The word "below" marks the lines you need; copy each of them from the data.

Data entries
^^^^

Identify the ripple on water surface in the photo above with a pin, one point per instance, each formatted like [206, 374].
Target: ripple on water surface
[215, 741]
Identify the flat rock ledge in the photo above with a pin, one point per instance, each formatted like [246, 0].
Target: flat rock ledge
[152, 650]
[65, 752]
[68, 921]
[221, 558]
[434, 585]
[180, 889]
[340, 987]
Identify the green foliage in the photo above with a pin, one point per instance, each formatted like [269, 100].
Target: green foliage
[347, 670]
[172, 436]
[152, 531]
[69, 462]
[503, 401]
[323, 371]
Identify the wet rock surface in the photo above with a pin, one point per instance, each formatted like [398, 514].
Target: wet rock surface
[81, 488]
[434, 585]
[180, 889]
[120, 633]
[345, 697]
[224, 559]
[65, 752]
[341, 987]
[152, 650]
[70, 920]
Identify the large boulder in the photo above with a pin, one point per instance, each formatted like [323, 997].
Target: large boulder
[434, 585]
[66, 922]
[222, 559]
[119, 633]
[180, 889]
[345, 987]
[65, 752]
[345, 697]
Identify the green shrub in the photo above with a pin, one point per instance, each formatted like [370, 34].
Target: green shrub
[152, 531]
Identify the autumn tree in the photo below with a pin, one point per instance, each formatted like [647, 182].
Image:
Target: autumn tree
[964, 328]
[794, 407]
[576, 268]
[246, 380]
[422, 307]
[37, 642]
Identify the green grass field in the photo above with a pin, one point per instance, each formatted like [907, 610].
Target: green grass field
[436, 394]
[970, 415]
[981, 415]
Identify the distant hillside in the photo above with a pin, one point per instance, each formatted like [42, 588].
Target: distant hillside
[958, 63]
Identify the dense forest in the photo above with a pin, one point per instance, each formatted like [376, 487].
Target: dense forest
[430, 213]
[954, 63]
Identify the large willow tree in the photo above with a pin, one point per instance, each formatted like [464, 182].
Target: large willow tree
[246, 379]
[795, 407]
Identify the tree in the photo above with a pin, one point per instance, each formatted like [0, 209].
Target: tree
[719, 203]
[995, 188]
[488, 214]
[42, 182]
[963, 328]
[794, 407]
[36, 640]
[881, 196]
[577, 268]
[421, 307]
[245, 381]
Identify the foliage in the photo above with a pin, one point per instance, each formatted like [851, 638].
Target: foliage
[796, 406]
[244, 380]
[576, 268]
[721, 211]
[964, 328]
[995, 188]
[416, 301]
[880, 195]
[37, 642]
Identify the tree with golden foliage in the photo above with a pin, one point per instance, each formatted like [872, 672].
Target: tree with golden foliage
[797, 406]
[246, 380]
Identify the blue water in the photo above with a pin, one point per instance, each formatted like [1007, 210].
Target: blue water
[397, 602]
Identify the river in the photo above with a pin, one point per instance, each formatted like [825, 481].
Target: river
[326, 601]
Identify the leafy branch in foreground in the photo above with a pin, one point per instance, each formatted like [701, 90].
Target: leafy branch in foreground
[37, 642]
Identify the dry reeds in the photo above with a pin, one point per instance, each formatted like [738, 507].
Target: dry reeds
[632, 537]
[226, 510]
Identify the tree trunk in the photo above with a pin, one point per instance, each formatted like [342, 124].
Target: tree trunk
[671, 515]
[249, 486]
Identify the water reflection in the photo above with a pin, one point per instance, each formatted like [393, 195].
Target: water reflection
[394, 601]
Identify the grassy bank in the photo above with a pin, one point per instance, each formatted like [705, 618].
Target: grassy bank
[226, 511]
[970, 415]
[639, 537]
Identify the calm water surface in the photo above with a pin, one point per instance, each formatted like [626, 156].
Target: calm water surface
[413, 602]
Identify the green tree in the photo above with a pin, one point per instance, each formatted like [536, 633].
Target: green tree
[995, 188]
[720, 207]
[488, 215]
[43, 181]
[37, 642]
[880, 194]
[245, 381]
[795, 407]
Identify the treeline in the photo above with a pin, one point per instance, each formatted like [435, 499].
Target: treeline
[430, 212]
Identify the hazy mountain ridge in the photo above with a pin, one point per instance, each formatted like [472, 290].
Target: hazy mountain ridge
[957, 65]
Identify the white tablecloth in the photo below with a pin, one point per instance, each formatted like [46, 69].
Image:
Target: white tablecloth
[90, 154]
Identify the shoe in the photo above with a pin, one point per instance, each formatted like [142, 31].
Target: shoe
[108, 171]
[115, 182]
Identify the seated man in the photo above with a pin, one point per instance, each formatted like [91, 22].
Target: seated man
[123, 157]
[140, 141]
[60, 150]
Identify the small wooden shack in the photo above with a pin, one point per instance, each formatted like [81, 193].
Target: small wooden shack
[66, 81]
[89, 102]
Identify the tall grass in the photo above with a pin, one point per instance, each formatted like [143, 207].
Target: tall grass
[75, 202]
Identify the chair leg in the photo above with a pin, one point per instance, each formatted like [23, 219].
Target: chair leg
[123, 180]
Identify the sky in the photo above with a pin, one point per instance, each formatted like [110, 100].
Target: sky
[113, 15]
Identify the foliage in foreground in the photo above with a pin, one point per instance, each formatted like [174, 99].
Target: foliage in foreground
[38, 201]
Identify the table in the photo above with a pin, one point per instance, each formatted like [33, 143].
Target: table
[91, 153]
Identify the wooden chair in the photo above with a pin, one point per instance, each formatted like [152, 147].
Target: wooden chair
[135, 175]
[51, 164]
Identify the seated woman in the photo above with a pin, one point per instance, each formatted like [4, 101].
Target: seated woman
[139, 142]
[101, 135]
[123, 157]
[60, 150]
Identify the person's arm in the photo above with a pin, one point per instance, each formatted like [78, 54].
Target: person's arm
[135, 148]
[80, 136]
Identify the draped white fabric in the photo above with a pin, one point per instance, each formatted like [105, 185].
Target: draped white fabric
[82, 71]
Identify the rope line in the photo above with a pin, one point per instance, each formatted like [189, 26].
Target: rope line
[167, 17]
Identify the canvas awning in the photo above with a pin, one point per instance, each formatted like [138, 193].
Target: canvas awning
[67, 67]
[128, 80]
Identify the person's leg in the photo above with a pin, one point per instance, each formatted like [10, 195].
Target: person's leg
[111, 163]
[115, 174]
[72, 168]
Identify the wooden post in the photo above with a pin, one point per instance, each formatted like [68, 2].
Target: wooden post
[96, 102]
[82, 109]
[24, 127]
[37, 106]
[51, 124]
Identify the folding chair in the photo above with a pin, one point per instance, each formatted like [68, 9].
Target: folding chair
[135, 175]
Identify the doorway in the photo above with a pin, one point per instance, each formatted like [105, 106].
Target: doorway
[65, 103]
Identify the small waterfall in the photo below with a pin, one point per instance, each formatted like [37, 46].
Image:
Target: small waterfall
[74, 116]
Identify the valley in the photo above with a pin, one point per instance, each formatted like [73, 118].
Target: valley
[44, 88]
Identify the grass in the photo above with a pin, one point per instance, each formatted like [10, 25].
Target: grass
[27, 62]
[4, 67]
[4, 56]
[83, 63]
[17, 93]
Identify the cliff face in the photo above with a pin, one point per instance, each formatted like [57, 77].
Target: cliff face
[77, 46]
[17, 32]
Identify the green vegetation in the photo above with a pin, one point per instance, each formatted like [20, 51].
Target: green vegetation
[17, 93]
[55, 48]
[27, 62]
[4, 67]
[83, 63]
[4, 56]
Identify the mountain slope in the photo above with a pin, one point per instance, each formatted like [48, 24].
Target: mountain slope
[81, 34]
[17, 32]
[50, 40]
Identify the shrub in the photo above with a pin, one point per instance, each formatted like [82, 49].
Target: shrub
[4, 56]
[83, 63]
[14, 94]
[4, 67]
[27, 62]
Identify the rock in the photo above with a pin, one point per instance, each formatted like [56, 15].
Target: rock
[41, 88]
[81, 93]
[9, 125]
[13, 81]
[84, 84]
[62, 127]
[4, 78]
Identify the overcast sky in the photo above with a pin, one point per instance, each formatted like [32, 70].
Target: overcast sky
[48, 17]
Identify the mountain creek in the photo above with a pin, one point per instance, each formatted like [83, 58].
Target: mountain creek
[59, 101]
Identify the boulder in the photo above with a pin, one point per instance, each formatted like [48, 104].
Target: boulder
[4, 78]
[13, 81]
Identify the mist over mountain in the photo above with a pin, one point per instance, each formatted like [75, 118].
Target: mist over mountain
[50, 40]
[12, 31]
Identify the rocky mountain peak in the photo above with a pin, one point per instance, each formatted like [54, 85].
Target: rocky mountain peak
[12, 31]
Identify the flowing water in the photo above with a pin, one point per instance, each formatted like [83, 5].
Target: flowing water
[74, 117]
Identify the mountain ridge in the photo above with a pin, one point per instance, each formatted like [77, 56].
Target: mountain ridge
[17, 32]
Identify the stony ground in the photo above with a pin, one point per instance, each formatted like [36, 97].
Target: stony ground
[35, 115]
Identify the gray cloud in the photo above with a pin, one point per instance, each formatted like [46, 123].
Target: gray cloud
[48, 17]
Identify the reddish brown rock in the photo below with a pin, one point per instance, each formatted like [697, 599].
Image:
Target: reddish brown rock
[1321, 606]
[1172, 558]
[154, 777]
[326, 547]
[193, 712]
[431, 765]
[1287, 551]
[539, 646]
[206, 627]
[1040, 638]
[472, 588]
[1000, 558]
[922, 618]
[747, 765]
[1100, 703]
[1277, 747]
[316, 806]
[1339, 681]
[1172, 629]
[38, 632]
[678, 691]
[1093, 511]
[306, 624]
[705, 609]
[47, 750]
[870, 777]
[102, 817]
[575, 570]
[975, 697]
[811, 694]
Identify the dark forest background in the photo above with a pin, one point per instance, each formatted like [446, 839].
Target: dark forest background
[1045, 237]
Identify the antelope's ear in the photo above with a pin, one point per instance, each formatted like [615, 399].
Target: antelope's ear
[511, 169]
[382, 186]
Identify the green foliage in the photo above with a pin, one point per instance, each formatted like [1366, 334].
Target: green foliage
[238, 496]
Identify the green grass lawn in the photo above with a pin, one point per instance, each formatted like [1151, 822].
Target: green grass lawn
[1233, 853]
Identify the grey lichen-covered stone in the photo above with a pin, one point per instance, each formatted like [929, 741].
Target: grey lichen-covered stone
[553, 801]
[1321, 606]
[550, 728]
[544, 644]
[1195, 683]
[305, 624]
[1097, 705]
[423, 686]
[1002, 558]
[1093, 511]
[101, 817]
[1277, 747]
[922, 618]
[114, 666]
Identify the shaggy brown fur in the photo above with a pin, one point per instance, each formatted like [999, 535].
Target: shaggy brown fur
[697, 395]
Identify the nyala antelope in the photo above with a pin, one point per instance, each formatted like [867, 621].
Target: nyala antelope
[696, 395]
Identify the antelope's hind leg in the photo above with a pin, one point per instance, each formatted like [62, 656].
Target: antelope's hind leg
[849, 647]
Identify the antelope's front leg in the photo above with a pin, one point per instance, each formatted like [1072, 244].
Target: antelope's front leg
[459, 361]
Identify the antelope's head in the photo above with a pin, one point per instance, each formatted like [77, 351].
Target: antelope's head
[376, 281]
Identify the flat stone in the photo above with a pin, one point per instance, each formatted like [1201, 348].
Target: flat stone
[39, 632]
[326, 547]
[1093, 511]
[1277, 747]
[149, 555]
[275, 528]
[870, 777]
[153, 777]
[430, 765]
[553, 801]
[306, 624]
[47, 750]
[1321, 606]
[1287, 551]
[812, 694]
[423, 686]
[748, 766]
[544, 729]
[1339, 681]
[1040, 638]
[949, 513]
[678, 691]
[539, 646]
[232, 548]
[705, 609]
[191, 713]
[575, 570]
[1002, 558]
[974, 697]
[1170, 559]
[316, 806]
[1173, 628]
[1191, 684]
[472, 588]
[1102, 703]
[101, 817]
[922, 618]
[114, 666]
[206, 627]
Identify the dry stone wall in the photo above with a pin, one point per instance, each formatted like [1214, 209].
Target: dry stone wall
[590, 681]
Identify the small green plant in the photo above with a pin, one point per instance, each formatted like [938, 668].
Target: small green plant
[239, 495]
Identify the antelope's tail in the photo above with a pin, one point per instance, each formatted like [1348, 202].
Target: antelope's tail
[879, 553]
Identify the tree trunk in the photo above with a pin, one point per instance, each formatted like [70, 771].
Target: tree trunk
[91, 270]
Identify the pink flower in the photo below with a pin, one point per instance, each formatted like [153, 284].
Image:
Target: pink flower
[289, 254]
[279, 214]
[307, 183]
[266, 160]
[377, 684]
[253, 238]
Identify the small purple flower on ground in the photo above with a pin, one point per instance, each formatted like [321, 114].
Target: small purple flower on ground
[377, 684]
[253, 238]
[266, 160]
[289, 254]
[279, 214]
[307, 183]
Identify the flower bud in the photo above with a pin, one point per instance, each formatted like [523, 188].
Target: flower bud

^^^^

- Solution to the problem:
Identify the autumn tree in the photo below with a pin, one point per instance, each formatted like [647, 182].
Identify the white tablecloth in the photo below with a pin, one point per instance, each formatted like [46, 69].
Identify the small waterfall in the photo below with a pin, one point per instance, each formatted like [37, 46].
Identify the reddish brown rock in the photo below with a pin, one point per instance, each formatted like [697, 599].
Identify the pink flower in the photo below with a pin, one point per instance, each formatted like [153, 284].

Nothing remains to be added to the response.